→ **Directive**
Reproduce every one of the rows below word for word, keeping each line unchanged.
**** Supplied information ****
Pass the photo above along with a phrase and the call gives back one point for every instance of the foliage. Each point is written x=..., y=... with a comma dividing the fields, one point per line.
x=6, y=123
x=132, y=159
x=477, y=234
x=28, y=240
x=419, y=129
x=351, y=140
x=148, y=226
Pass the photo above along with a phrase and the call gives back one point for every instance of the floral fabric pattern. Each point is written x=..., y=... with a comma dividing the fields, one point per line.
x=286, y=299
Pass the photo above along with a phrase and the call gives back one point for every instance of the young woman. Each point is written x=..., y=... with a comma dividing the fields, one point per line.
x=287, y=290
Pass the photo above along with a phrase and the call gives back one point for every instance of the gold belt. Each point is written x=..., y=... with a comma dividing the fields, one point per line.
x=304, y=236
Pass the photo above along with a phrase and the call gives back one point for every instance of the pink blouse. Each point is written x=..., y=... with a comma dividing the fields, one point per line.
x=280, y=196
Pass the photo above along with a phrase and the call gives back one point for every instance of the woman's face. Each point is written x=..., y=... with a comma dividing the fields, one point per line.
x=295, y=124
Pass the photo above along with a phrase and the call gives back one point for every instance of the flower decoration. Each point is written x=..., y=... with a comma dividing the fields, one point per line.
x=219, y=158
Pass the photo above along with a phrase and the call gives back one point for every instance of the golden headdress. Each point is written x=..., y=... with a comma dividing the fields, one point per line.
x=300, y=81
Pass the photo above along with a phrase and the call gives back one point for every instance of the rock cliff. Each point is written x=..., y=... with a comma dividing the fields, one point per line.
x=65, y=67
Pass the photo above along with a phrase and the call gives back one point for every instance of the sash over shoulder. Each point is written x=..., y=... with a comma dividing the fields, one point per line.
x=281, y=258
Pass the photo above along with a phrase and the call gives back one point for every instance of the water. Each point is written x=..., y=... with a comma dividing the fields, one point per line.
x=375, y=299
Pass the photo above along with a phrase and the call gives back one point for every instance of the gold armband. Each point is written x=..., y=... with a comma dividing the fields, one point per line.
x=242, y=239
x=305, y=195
****
→ **Exercise solution**
Pass the photo above along with a phrase and the call gives back one point for every instance of the foliage. Each point is written x=..., y=... with a comma dividing the fields, one point per line.
x=6, y=123
x=132, y=159
x=477, y=234
x=28, y=240
x=419, y=129
x=351, y=140
x=148, y=226
Pass the photo above along with a phrase and the call gives back one point for every instance of the floral fabric pattern. Each point is written x=..., y=... with a comma dividing the fields, one point per line.
x=286, y=299
Pass the photo above along with a phrase and the call gives back one point for every instance of the young woman. Each point is written x=..., y=... with a comma dividing the fields, one point per line.
x=287, y=290
Pass the photo above along with a phrase and the call gives back one point for every instance of the gold belt. Each point is written x=..., y=... with a comma dividing the fields, one point per line.
x=304, y=236
Pass the photo above along with a phrase and the call gives back one point for every instance of the pink blouse. Each point is written x=..., y=... with a comma dividing the fields, one point per line.
x=280, y=196
Pass the photo above along with a phrase and the call gives back one point for every instance of the woman's face. Each point is written x=..., y=... with a comma dividing the fields, one point per line.
x=295, y=124
Pass the photo above along with a phrase and the call gives back one point for every instance of the flower decoration. Each point is written x=..., y=... with a comma dividing the fields, one point per line.
x=219, y=158
Pass the photo above along with a phrase and the call gives back one point for every instance of the golden headdress. Each point is written x=..., y=... with a comma dividing the fields, one point per line.
x=300, y=81
Pass the photo above along with a phrase and the call gives back one point for every instance of the rock cliff. Each point is written x=..., y=... with a comma dividing the fields, one point per line.
x=65, y=67
Pass the photo above along with a phrase and the call gives back one point for every instance of the sash over shoulder. Each point is written x=..., y=... with a comma dividing the fields, one point per line.
x=281, y=258
Pass the photo above along with a phrase and the call gives back one point for every instance of the water. Each point is written x=..., y=... with a comma dividing the fields, one point per line.
x=375, y=299
Pass the photo above along with a phrase and the call gives back one point for every instance of the gold armband. Each point is written x=..., y=... with a comma dividing the fields, one point per line.
x=242, y=239
x=305, y=195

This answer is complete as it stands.